» Приведённый текст
==================================================

Он был единственным оставшимся в живых из экипажа. До конца войны он не дожил.
Был замучен:" (22.04.92 г.)
И поскольку в следующем, более подробном письме Адаев был обозначен моряком
Северного пароходства, невольно память вернула к статье В. И. Дерябина ("МС",
XII.81г.) "Первый редактор" - в номере, посвященном 50-летию газеты. Отсюда все
и началось.
Стало ясно, что первый редактор не погиб в море. Что на фотографии,
сопровождавшей статью, изображен не он. Письма Л. Некипелова последовательно
воссоздали словесный портрет Адаева, и процесс, грубо говоря, опознания его
личности, сличения с материалами личного дела, присланного по запросу из
Мурманска, завершился уверенными словами единственного свидетеля: "Никаких
сомнений нет - это Николай". (16.06.92г.).
Раскручивая события в обратном порядке, возвращаюсь к его судьбе.
В конце августа 1941 года он вызван из Мурманска в Архангельск и после проверки
знаний приказом начальника СГМСПП Н. В. Новикова (написанным, кстати, рукой
известной еще многим И. Т. Климовской) в тот же день "освободившийся с п/х
"Сосновец" капитан Адаев Н. И. с 31.VIII.41г. назначается старшим штурманом п/х
"Ижора"". (Архив СМП).
И еще один документ. Справка от 28.06.45 - жене, сыну и дочери. "Настоящая дана
в том, что тов. Адаев Н. И. состоял в должности старшего помощника капитана
МГМП и пропал без вести в районе военно-морских действий, вследствие чего
исключен из списков о/к от 15.07.42 г." (Архив ММП).
В этом же личном деле оказались адреса родственников из переписки с ними
аппарата ММП и НКМФ. Удалось найти его младшего брата, сестру, дочь: и многое
рассказать им, 50 лет не знавшим ничего о судьбе родного человека. Но это уже
иная история, которая продолжается и сегодня.
Мурманск. Адаев оказался в этом городе весной 1940 года, откликнувшись на
обращение Наркомморфлота, и остался там на постоянной работе в молодом еще
пароходстве, став капитаном (п/х "Севзаплес", "Ока", "Ястреб", "Сосновец"). Это
поступок.
Приехал он в Заполярье из Ленинграда, где с 1933 года плавал штурманом, и хорошо
плавал. Газета "Правда" (15.X.35г.) сообщает, что моряки п/х "Магнитогорск" в
штормовом море спасли команду из семи человек с датской шхуны "Сампо".
"Мы спустили спасательную шлюпку, - сообщает капитан Э. Мягер. - Команду над ней
принял мой старший помощник орденоносец тов. Адаев". Правительство Дании через
консула наградило его именным биноклем.

==================================================

» Условие задания
Какой наградой, согласно тексту об Адаеве, правительство Дании отметило его через консула? Отвечайте, опираясь только на приведённый текст.

» Данные
==================================================

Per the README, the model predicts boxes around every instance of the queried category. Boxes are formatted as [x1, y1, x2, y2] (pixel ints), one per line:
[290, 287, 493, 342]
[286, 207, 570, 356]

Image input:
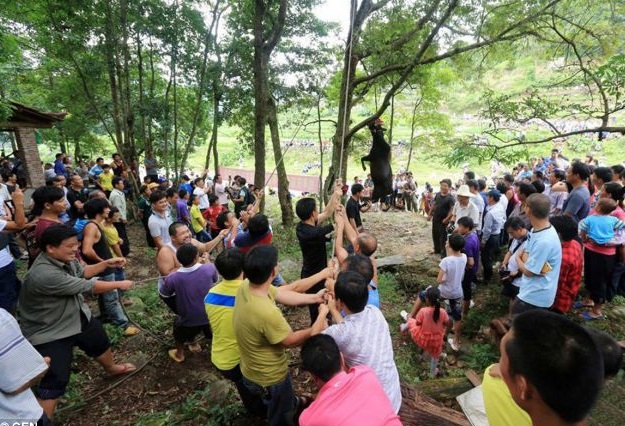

==================================================

» Решение
Именным биноклем.